▶ Saved entries
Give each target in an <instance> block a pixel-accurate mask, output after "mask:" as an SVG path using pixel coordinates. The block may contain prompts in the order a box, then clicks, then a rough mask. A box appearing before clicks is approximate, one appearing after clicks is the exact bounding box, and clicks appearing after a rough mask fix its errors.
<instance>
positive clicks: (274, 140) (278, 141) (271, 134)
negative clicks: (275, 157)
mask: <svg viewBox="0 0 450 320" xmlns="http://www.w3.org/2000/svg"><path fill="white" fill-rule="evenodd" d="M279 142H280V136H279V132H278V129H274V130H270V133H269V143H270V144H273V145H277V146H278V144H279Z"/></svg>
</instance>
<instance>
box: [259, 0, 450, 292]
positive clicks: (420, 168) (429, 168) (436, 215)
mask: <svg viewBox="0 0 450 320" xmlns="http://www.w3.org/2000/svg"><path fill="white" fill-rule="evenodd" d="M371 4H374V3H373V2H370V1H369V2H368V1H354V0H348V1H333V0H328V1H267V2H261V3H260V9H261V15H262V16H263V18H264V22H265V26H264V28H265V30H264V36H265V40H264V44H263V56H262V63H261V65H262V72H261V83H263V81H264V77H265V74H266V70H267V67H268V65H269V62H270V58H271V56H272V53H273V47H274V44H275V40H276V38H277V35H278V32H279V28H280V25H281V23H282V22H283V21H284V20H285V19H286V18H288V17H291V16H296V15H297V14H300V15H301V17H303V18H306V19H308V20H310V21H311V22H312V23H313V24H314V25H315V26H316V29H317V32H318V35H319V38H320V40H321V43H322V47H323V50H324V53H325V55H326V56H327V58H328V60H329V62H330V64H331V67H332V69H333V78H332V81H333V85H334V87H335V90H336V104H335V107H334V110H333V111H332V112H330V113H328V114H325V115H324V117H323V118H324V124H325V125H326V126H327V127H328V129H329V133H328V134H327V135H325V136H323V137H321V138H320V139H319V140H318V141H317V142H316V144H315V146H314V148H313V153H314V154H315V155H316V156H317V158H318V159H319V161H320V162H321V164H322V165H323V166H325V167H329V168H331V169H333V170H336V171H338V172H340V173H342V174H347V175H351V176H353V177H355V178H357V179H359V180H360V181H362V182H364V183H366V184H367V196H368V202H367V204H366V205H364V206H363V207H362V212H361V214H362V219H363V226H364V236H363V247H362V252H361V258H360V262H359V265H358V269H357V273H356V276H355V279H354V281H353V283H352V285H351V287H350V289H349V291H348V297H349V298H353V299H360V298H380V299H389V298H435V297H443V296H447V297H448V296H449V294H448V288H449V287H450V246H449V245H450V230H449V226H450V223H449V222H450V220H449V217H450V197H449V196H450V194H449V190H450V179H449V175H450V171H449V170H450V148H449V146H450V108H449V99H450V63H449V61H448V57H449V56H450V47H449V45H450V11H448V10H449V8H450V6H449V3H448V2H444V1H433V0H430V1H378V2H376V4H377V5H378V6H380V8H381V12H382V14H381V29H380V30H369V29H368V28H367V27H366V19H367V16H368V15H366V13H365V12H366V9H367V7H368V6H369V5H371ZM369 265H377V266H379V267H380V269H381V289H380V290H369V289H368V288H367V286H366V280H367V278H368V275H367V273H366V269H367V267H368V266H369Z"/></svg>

▶ Required action
Reproduce verbatim the lines above, from the line with "negative clicks: (275, 157)" through the line with "box: [259, 0, 450, 292]".

▶ Result of this exercise
negative clicks: (275, 157)
mask: <svg viewBox="0 0 450 320" xmlns="http://www.w3.org/2000/svg"><path fill="white" fill-rule="evenodd" d="M279 142H280V136H279V132H278V129H274V130H270V133H269V143H270V144H273V145H277V146H278V144H279Z"/></svg>
</instance>
<instance>
box: [259, 0, 450, 292]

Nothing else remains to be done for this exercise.